» Directions:
Copy out every row below word for word, leaving out the pictures.

» Task input:
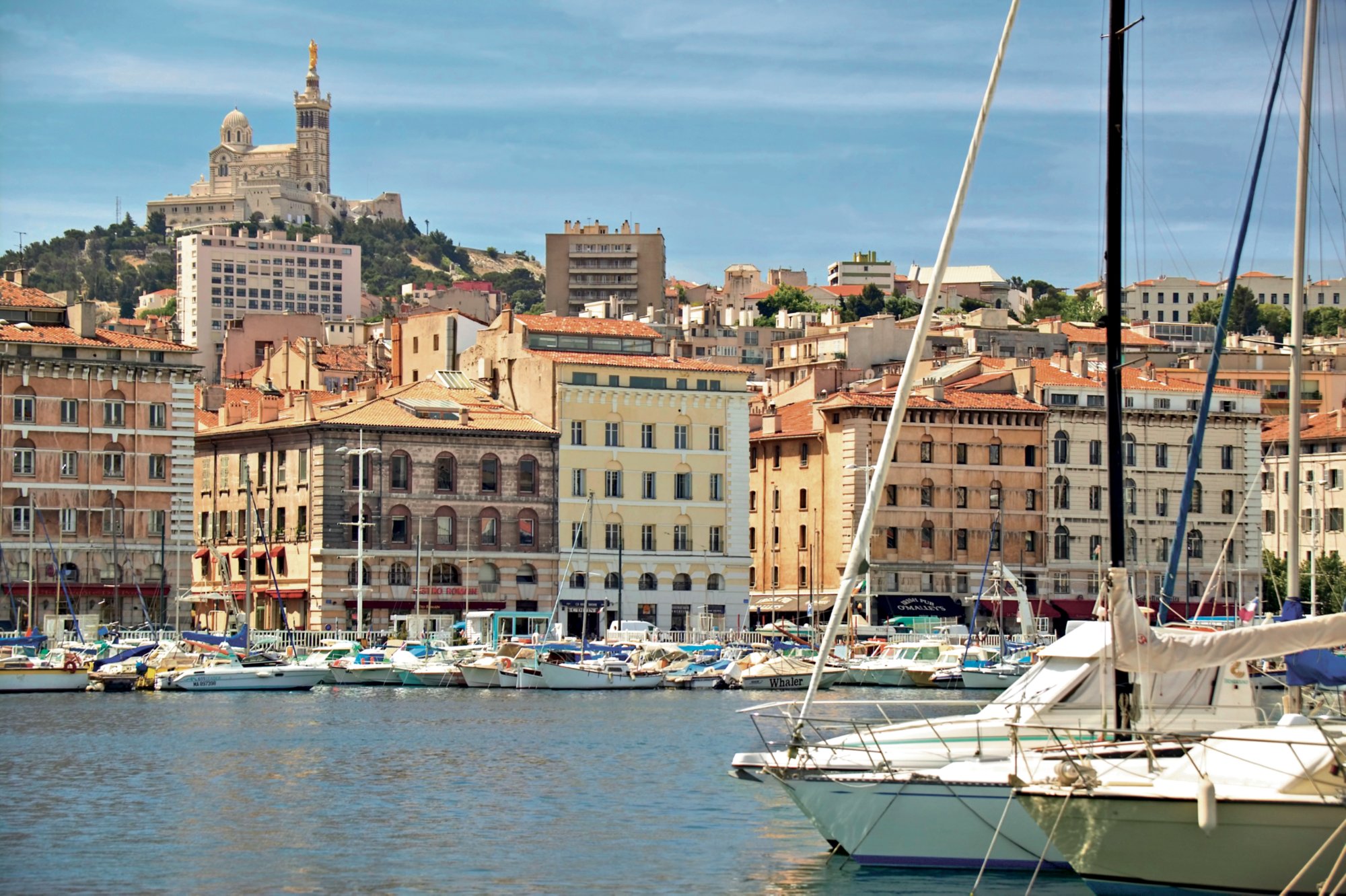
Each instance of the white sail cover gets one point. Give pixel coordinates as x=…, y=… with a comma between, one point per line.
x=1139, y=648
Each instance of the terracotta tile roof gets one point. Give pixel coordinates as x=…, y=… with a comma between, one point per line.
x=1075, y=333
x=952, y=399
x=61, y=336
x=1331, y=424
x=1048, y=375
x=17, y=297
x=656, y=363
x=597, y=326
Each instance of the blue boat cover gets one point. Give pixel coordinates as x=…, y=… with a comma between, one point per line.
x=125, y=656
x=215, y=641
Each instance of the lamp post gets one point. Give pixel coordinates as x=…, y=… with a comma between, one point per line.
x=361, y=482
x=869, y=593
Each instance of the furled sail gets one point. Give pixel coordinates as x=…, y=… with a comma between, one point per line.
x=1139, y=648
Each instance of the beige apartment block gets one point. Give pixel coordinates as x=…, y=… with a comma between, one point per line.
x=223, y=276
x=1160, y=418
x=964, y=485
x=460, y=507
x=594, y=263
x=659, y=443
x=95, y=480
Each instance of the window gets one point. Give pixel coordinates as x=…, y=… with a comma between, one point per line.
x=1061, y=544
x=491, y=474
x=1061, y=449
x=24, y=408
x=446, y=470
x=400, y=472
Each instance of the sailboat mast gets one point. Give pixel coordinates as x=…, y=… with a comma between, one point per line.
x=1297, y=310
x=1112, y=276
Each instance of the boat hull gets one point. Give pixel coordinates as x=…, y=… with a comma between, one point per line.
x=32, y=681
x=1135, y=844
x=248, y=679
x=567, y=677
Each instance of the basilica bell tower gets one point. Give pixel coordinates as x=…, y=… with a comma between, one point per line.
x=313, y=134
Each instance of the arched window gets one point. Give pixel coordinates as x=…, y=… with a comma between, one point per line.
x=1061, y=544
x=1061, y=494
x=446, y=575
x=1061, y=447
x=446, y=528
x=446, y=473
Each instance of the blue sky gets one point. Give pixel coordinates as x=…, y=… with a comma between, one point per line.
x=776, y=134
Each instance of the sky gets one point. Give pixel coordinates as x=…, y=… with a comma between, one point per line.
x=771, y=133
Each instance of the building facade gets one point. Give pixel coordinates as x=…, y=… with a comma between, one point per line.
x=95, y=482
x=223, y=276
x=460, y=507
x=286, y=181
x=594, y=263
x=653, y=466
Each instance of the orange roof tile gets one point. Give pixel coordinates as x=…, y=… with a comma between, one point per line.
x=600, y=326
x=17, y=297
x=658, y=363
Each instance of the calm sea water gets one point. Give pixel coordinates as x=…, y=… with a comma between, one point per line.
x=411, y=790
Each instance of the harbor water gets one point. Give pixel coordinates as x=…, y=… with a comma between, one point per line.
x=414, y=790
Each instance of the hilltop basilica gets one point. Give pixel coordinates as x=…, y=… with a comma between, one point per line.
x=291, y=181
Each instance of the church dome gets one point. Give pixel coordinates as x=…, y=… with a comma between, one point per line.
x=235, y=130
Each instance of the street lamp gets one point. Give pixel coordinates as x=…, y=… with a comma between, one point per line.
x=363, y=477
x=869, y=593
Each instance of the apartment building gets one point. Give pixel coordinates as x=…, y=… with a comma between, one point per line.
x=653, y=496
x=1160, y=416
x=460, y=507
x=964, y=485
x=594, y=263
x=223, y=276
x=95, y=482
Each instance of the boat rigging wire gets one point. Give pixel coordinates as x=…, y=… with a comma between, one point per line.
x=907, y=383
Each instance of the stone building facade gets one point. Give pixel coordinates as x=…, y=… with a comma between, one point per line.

» Final result:
Each instance of the white sail cover gets one point. Give pixel coordinates as x=…, y=… with a comma between, one point per line.
x=1139, y=648
Each instance of the terracotta tile roof gets one point. Give pixel coordinates as x=…, y=… with a comma between, one point per line.
x=1075, y=333
x=952, y=399
x=61, y=336
x=1331, y=424
x=1048, y=375
x=17, y=297
x=656, y=363
x=597, y=326
Each instance of the blue boat cover gets one point. Give pixel coordinates as x=…, y=… with a comma between, one point per line.
x=125, y=656
x=215, y=641
Each instance of the lamp post gets one point. Give pixel coordinates as x=…, y=… with a comma between, one point per line.
x=361, y=482
x=869, y=593
Each instance of the furled sail gets one point. Give pixel coordinates as x=…, y=… with a comma between, one point per line.
x=1139, y=648
Each instance of the beige apartment block gets one point. Give pixel coordinates as x=…, y=… with a comma between, one point per line.
x=223, y=276
x=1160, y=418
x=964, y=485
x=460, y=507
x=594, y=263
x=659, y=443
x=95, y=480
Each instance of the window gets one point. Give pixel coordinates as x=…, y=… with a comma between, one point per line.
x=1061, y=544
x=491, y=474
x=1061, y=449
x=24, y=408
x=446, y=470
x=400, y=472
Each instance of the sailboat mast gets one point. Give pixel coordinates as x=…, y=… with a comma between, one point per line.
x=1297, y=310
x=1112, y=276
Each instance of the boat hull gets one point. Give pixel coordinates as x=…, y=… with a comma between, one point per line.
x=32, y=681
x=1135, y=844
x=248, y=679
x=567, y=677
Each instance of the basilica bell tower gets one point. Give pixel coordinates as x=…, y=… with a comma between, one point per line.
x=313, y=134
Each instance of the arched window gets one point. Give pixel coordinates as x=…, y=… with a comma between, one point per line.
x=1061, y=544
x=1061, y=494
x=446, y=575
x=1061, y=447
x=446, y=528
x=446, y=473
Each instance of the blue sky gets one point. Give pixel coordinates as x=…, y=… with a comma between, one point per line.
x=776, y=134
Each instance of the sky gets one point. Give pixel coordinates as x=…, y=… with a comma between, one point per line.
x=771, y=133
Each instance of the building facade gets one point. Give pixel coordinates as x=…, y=… with a comma between, one point per line.
x=95, y=482
x=223, y=276
x=460, y=507
x=286, y=181
x=594, y=263
x=653, y=466
Each instance of the orange roof tile gets one point. Give pixel coordinates as x=…, y=… with a comma between, one point per line.
x=600, y=326
x=17, y=297
x=658, y=363
Each instance of the calm sea water gets one point. Give pixel coordinates as x=…, y=… with a comma between, one point per line.
x=411, y=790
Each instance of the harbor water gets one point. Give pixel coordinates as x=…, y=… with a comma between, one point per line.
x=414, y=790
Each instance of the hilltop basilica gets one point. Give pixel coordinates as x=…, y=… with a comma between, one point per line.
x=291, y=181
Each instance of the church dome gets one point. Give pixel coordinates as x=…, y=… with a comma between, one point per line.
x=235, y=130
Each instance of the street lamp gets one point. Give pixel coordinates as x=…, y=… with a comma between, one point per line.
x=363, y=477
x=869, y=593
Each instance of the apartment building gets one point. Give pixel coordinates as x=…, y=… with a comma between, one point per line.
x=653, y=496
x=1160, y=416
x=460, y=507
x=964, y=485
x=594, y=263
x=223, y=276
x=95, y=482
Each instance of the boat rigging wire gets one point. Give pixel coordinates as x=…, y=… with a comma between, one point per line.
x=907, y=383
Each instance of the stone building facade gets one point. Give pixel coordinates as x=…, y=… with a comma between, one point per line.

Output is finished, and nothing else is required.